◆ **PAGE EXCERPT**
──────────────────────────────

Tuesday, September 29, 2009

Strong Latte, Outpost, South Yarra

This is Outpost. St Ali's new joint within spitting distance of South Yarra station. The dictionary app on my computer defines outpost as a small military camp or position at some distance from the main force, used especially as a guard against surprise attack. Let's take it from the top:small military camp or position - I guess if it has to be one of these it would be a position. Not a sexual position, if that's what you were thinking. More of a strategic position. Anyone who gets off (if you'll pardon the pun) at South Yarra at one of the easternmost platforms will surely be in firing range of wanting a coffee.
  • at some distance from the main force - St Ali being the main force, this is some distance from it. South Melbourne to South Yarra is not a lot of distance, but it is indeed some distance.
  • used especially as a guard against surprise attack - the whole thing appears to be made of glass. That's pretty dangerous. Not just in the sense that glass is actually a liquid, and building anything out of it is precarious as a result (the walls may be slightly thicker at the bottom about 2000 years from now), but glass is also dangerous. If there were a surprise attack, the military units stationed at the Outpost could just smash one of their walls, and have thousands of glass shards at their disposal. Or, more simply, the glass walls are so clean that you could deal with surprise attackers by standing on the other side with a sword and waiting until they run into the glass and knock themselves out one by one.

──────────────────────────────

◆ **INFORMATION GIVEN**
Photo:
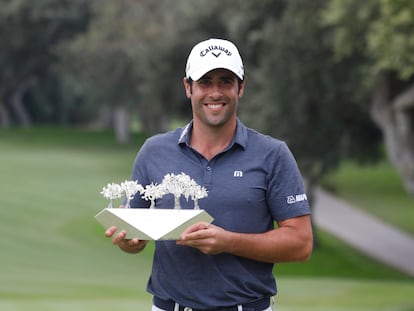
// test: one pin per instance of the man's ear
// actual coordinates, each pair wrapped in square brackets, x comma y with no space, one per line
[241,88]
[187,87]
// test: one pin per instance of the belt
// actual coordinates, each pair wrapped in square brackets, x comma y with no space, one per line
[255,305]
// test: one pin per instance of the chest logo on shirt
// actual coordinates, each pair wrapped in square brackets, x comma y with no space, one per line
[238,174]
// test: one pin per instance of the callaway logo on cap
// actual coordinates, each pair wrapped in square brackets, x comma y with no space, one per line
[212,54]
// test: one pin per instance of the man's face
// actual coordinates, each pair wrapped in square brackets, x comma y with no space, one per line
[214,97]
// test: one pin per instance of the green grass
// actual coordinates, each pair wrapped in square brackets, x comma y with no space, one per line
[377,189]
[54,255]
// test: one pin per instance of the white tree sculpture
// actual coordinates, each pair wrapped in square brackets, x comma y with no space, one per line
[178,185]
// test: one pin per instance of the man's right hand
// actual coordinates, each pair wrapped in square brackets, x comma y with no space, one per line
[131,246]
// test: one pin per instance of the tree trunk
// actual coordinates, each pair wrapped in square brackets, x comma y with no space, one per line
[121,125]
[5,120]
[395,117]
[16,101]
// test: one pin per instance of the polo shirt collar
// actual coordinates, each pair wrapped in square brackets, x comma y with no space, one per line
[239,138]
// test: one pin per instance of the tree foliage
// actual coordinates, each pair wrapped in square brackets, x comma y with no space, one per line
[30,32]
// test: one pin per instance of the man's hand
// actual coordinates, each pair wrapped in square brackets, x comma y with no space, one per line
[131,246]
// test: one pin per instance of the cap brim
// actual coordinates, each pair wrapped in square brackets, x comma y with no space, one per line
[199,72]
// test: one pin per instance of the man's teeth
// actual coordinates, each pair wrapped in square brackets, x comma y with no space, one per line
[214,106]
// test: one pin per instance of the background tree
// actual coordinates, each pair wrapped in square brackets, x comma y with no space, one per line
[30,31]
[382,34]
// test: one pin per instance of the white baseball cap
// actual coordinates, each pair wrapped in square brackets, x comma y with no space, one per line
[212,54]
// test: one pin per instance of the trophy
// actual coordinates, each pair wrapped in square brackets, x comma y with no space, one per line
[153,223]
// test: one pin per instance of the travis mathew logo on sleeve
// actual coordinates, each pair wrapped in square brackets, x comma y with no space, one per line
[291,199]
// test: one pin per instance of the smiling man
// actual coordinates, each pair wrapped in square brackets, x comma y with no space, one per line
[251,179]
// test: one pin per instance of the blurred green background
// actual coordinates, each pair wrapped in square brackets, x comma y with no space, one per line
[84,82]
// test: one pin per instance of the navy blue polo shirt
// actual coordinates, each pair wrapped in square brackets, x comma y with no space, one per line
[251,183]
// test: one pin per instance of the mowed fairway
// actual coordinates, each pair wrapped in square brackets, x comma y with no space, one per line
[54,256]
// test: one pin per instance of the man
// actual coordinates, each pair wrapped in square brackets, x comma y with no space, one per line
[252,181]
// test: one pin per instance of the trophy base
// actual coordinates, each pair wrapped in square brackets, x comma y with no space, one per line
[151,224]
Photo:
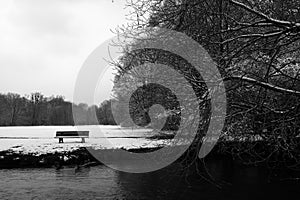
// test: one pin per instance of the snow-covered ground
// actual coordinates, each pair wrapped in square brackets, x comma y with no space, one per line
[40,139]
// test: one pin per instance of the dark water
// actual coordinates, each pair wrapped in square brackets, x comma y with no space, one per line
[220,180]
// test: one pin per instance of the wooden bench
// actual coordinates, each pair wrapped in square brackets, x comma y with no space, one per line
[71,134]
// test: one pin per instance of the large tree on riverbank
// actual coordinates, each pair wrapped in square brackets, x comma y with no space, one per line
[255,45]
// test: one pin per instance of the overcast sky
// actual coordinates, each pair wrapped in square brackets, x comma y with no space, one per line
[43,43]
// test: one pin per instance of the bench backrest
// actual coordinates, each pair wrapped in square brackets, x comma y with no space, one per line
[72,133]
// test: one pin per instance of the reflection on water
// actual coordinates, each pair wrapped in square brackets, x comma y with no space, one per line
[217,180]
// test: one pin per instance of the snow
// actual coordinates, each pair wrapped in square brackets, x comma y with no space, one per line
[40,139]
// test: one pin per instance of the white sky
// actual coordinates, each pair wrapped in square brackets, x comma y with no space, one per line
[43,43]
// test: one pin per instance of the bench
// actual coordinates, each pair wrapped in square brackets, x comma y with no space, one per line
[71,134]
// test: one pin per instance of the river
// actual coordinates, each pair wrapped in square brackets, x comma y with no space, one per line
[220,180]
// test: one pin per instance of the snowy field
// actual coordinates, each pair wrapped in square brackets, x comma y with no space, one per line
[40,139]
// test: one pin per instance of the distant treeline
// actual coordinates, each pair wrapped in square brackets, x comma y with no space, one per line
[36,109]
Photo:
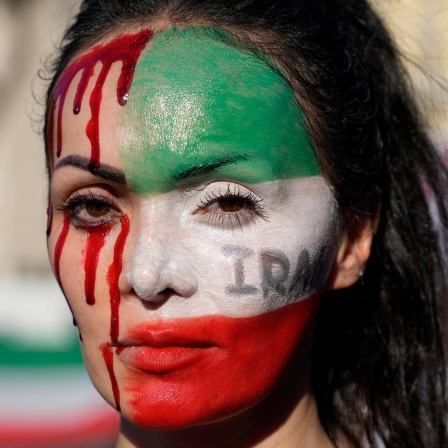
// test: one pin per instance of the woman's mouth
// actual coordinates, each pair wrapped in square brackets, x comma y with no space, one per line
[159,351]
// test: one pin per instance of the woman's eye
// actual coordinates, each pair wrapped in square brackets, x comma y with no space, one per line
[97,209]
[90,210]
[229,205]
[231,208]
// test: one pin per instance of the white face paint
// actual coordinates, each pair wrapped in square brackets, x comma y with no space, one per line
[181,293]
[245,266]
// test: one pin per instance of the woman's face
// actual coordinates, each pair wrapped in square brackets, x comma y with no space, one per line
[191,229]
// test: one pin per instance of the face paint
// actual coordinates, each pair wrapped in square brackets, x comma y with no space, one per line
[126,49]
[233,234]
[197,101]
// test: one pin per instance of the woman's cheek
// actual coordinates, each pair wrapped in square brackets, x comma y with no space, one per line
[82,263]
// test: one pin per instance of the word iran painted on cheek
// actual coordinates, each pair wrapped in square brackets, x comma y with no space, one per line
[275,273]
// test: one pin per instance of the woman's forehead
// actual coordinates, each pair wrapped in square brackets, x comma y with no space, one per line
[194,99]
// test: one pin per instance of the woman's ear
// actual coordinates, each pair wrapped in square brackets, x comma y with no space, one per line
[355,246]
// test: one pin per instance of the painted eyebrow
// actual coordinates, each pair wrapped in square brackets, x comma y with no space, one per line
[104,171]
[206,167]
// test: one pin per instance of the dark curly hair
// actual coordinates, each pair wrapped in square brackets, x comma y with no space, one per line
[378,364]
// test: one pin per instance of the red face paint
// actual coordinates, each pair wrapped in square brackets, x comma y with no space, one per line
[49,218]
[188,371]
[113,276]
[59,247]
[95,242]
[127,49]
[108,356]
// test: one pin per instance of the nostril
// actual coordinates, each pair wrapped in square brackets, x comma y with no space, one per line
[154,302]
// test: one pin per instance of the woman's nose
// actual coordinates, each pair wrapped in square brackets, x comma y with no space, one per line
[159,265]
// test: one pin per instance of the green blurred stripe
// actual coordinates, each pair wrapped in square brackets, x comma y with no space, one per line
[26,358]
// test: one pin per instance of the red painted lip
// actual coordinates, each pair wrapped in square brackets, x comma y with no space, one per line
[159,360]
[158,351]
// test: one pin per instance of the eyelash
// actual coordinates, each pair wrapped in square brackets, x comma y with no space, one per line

──────────────────────────────

◆ **EXERCISE BRIEF**
List each part of the dictionary definition of "outpost" that the review of Outpost discusses in turn. The records are separate material with no connection to the review of Outpost.

◆ **OUTPUT OF THE TASK**
- small military camp or position
- at some distance from the main force
- used especially as a guard against surprise attack